Red States Hold Primaries More than Five Weeks Earlier on Average than Blue States: Which Party Benefits?

Study finds average 'red state' primary date is June 15th, while average 'blue state' date is July 23rd. 'Purple state' average date is July 11th.

As Illinois voters went to the polls last Tuesday to launch the 2010 primary season, other states, such as Minnesota and Vermont, are contemplating moving their primary dates to earlier in the calendar year.

But even if the Minnesota legislature, for example, is successful in moving the Gopher State's primary date from September 14th to August 10th as proposed in new State Senate legislation, blue states will still dominate the back end of the primary schedule.

A Smart Politics analysis finds that the average primary date for red states is June 15th - more than five weeks earlier than the average primary date for blue states (July 23rd). Purple states rest in between with an average primary date of July 11th.

(Note: the 'average primary date' is calculated by assigning a numerical value for each day of the year and dividing the sum total of primary date values by the number of red, blue, and purple states respectively. For a note on the definition of red, blue, and purple states, and the admitted quibbling that may result at the margins, see the footnote at the bottom of the table, below).

• _MATERIAL SUPPLIED_:
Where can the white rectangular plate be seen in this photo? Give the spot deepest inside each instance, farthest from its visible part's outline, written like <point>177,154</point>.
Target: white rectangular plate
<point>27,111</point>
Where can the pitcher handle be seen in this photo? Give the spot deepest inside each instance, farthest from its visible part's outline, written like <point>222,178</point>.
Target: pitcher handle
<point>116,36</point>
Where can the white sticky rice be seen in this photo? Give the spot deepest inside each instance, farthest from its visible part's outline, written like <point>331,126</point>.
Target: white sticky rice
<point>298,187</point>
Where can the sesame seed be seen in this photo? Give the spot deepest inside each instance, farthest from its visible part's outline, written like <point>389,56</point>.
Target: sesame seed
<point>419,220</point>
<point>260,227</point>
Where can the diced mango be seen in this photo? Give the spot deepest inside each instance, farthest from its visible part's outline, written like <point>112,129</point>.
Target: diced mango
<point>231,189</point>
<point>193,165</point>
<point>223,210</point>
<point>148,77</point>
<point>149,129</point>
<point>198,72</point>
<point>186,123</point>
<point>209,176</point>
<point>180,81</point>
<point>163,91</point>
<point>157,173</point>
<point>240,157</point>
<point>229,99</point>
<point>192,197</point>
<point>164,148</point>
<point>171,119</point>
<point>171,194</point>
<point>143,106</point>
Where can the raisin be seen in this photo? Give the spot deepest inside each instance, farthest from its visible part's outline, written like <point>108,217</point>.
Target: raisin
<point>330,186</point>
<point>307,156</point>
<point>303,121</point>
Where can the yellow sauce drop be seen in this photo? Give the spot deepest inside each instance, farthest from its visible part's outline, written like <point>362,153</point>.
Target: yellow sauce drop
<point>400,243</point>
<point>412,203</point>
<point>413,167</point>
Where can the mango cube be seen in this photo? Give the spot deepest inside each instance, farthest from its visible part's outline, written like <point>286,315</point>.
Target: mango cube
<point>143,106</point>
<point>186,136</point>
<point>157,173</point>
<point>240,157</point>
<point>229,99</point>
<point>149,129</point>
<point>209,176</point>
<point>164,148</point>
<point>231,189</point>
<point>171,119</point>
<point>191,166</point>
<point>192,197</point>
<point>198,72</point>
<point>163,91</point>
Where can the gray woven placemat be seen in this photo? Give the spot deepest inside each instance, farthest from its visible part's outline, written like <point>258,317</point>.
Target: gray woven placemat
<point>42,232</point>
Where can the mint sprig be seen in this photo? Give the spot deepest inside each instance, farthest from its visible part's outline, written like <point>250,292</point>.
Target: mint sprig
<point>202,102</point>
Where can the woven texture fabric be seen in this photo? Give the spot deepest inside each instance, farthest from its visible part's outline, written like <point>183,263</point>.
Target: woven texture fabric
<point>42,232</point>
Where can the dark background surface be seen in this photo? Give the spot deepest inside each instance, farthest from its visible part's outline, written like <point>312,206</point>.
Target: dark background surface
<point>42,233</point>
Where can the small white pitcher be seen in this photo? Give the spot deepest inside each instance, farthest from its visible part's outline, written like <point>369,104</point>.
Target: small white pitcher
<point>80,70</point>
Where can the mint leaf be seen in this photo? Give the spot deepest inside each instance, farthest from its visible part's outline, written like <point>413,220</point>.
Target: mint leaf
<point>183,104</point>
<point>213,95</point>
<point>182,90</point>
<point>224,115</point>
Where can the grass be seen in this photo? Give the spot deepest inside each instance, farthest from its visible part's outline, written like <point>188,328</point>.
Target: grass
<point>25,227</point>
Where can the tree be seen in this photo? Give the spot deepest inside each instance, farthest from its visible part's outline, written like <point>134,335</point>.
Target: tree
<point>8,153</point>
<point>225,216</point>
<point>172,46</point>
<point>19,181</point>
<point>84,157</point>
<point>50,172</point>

• _WORK TO DO_:
- 1) Rewrite the paragraph of the primary-dates article that begins "A Smart Politics analysis finds" as a short bulleted list that keeps its main facts.
- 2) Return, word for word, the part of the primary-dates article that starts at the words "As Illinois voters" and stops after the words "the calendar year.".
- 3) Supply the next part of the article on red, blue, and purple state primary dates, picking up after its final sentence.
The lines above are separate material from the article on primary dates.

• _RESPONSES FOR EACH TASK_:
- 1)
- Average red state primary date: June 15th
- Average blue state primary date: July 23rd, more than five weeks after red states
- Average purple state primary date: July 11th, between the two
- Source: a Smart Politics analysis

- 2)
As Illinois voters went to the polls last Tuesday to launch the 2010 primary season, other states, such as Minnesota and Vermont, are contemplating moving their primary dates to earlier in the calendar year.

- 3)
Almost half of the nation's 20 blue states will hold primary elections in the middle of September.

Under the current primary calendar, blue states comprise nine of the last ten spots on the list: Delaware, Maryland, Massachusetts, Minnesota, New York, Rhode Island, Vermont, and Wisconsin all hold their elections on September 14th with Hawaii four days later on September 18th.

One purple state - New Hampshire - also holds its primary on September 14th.

The latest primary date for a red state is August 24th (Alaska) with 15 of the nation's 19 red states holding primaries before August 1st.

The momentum pushing some states on the back end of the calendar to move their primary elections forward is coming from the pressure on election officials to allow enough time in the event of a recount (a particularly sensitive issue in Minnesota) to be able to mail general election ballots in time to its overseas residents (i.e. armed services members).

But will these earlier primaries in red and some purple states, and later primaries in blue states, benefit Republicans or Democrats in 2010?

In general, political parties looking to steal a seat against a potentially vulnerable incumbent want their nominee selected as soon as possible - solidifying (financial) support around a candidate and having enough time to build name recognition in the electorate to compete with well-known incumbents.

With that in mind, Arkansas' early primary date (tied for the eighth earliest in the nation on May 18th, with a potential runoff on June 8th) would seem to favor the Republicans, who are hoping to pick up Democrat Blanche Lincoln's U.S. Senate seat.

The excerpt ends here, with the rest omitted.